--- CONSIGNE ---
Poursuivez le texte ci-dessous sur l'histoire du jonglage à la suite de sa dernière phrase.

--- EXTRAIT À LIRE ---
-- -- --
Qu’il s’agisse du Chinois Lan Zi, capable de jongler avec sept épées sous le règne de la dynastie Song, des jongleuses égyptiennes représentées sur les parois d’une tombe sur le site de Beni Hasan, du Rabbi Shimon ben Gamliel qui jongle avec dix torches enflammées ou des légionnaires romains entraînés au jonglage pour acquérir un surcroît d’habileté dans le maniement des armes, c’est bien la dextérité qui unifie ces pratiques identifiées à travers les âges. Elles oscillent entre divertissement, rite et exercice guerrier, mais elles nourrissent surtout un même objectif : acquérir une forme de virtuosité à la fois utile et forcément étonnante. Tulchinne, le bouffon du légendaire Conaire Mór, haut roi d’Irlande dont le règne pourrait être contemporain de l’avènement du Christ, est capable de jongler avec neuf épées, neuf boucliers d’argent et neuf pommes d’or.
L’histoire de Séadanda, un autre héros celtique légendaire rebaptisé Cúchulainn lorsqu’il tue à l’âge de 5 ans le chien féroce qui menace de l’égorger, puise aux mêmes sources et ne déroge pas à la règle. Surnommé le cheminant ou le contorsionniste, notamment pour son agilité à se fondre dans de multiples apparences, il est capable de jongler avec neuf pommes et atteste à ce titre d’une indéniable virtuosité. Il ancre ainsi le jonglage au registre des capacités hors normes susceptibles d’identifier un personnage à l’heure de faire résonner ses exploits.
-- -- --
--- DONNÉES BRUTES ---
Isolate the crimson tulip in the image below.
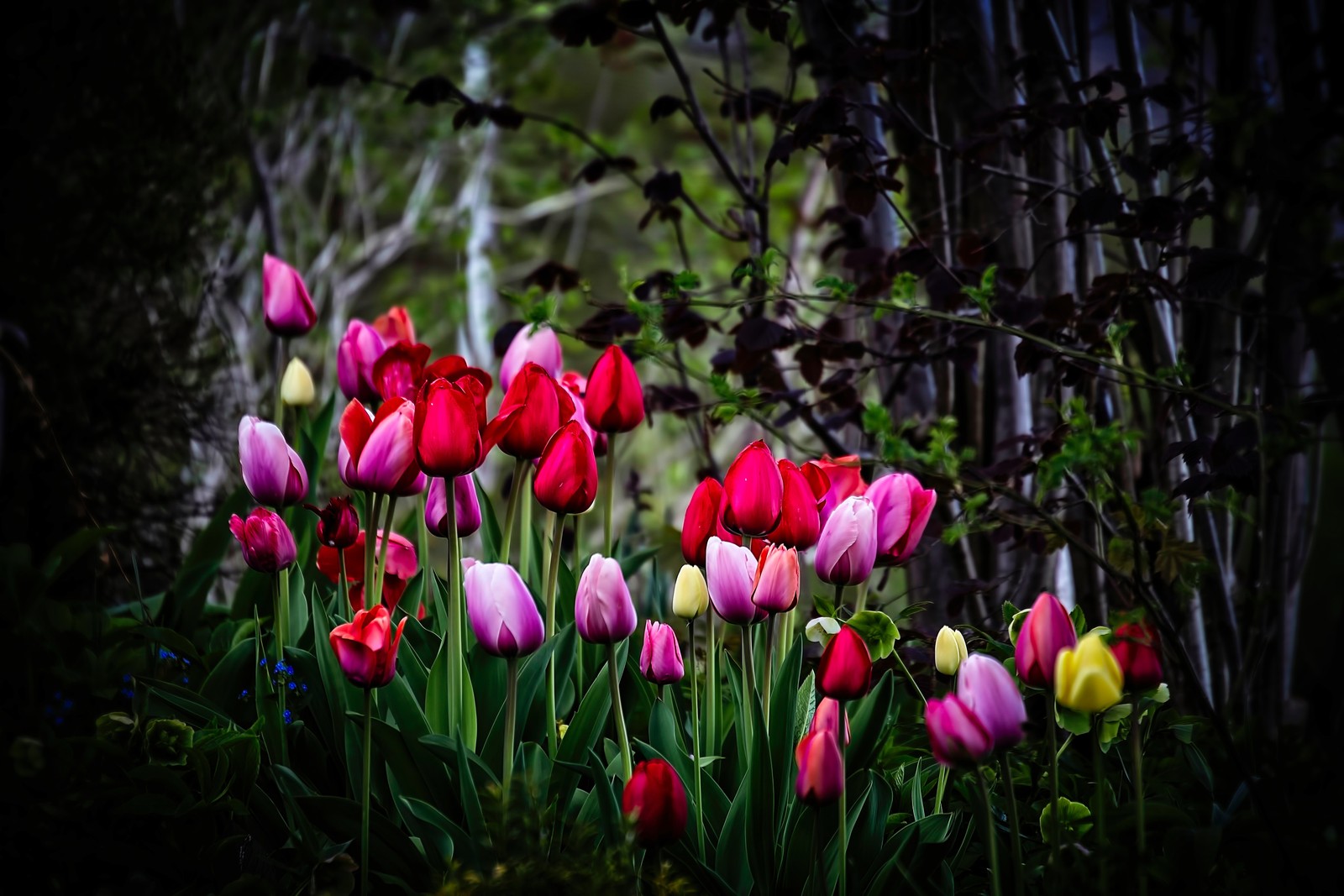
-- -- --
--- RÉSULTAT ---
Habiletés

Sela et Mele, Moana Takai ou Sulia Fonua ont plusieurs points communs. Ce sont des femmes, elles sont citoyennes du royaume de Tonga, mais ce sont surtout des jongleuses. À peine sorties de l’adolescence, jeunes vendeuses de rue ou aimables retraitées, elles partagent un étrange savoir-faire transmis depuis d’innombrables générations. Elles pratiquent toutes le Hiko, un jonglage du quotidien qui peut s’accomplir sur une simple impulsion en cueillant quelques fruits verts et légèrement ovoïdes qui s’offrent à portée de main. Une estampe de 1793 illustre cette aptitude spectaculaire, mais les origines de cette manipulation seulement maîtrisée par les filles et les femmes du royaume semble remonter au peuplement du territoire. La plupart d’entre elles jonglent avec aisance avec trois « balles », voire quatre ou cinq, participent à de conviviales compétitions, mais bien peu caressent l’espoir d’atteindre l’exceptionnelle et légendaire manipulation avec dix fruits ! Ce jonglage « impulsif » s’accompagne de paroles chantonnées dont les praticiennes ne connaissent pas toujours le sens, mais qui sont elles aussi transmises de génération en génération. Ce jeu, partagé par un très grand nombre d’îliennes, semble aussi enraciné et prodigue que d’autres traditions ancestrales et constitue la trame vive d’une culture protéiforme.
D’un continent à l’autre, d’un siècle à l’autre, la manipulation d’objets se révèle à la fois comme une pratique locale, urbaine ou rurale, associée à un rite funéraire ou agraire, mais également comme un prétexte à la création d’œuvres ou de formes artistiques décalées d’une quelconque réalité de terrain. Ce registre s’épanouit notamment au travers des jongleurs mondains, vêtus à la mode copurchic, une tendance qui vise à l’harmonie de la silhouette, parfois en calculant au millimètre près la longueur d’un revers ou la hauteur d’un talon. Ces gentlemen manipulateurs de cannes, chapeaux, boules de billard ou coupes et verres de cristal, semblent se rendre ou revenir d’une soirée et abolissent par leur apparence la limite entre la piste et les gradins. Ils s’imposent comme un reflet du temps, une projection d’un corps social qui s’accorde bien aux derniers éclats d’un cirque en train de muter. Ce registre singulier rayonne entre 1870 et 1910 pour s’estomper après la Première guerre mondiale.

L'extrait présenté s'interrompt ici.